━━ Records for this task ━━

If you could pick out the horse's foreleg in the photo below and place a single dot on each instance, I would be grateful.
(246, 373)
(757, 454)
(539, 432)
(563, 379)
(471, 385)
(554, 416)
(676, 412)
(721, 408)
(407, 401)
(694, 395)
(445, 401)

━━━
━━ Records for this task ━━

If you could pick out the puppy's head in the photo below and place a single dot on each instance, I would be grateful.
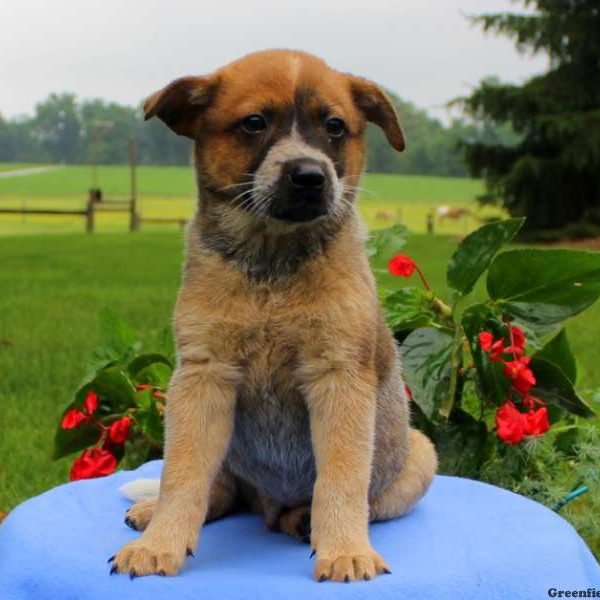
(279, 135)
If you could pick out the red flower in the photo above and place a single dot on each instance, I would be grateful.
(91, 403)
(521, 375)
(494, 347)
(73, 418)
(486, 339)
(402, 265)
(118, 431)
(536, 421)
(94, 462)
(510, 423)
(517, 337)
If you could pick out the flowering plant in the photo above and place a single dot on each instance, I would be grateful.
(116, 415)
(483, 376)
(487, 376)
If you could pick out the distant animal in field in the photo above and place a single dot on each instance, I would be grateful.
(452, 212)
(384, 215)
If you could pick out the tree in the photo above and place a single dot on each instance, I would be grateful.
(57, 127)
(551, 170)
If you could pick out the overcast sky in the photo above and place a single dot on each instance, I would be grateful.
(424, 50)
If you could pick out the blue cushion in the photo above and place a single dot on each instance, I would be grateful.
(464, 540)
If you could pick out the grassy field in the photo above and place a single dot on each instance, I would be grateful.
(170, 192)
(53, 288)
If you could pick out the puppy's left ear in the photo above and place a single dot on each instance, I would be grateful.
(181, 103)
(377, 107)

━━━

• Task directions:
Count the lines of the listing above that contain the string "puppy", treating uppercase and lowercase as different. Reply with the number alone.

• Answer to this task:
2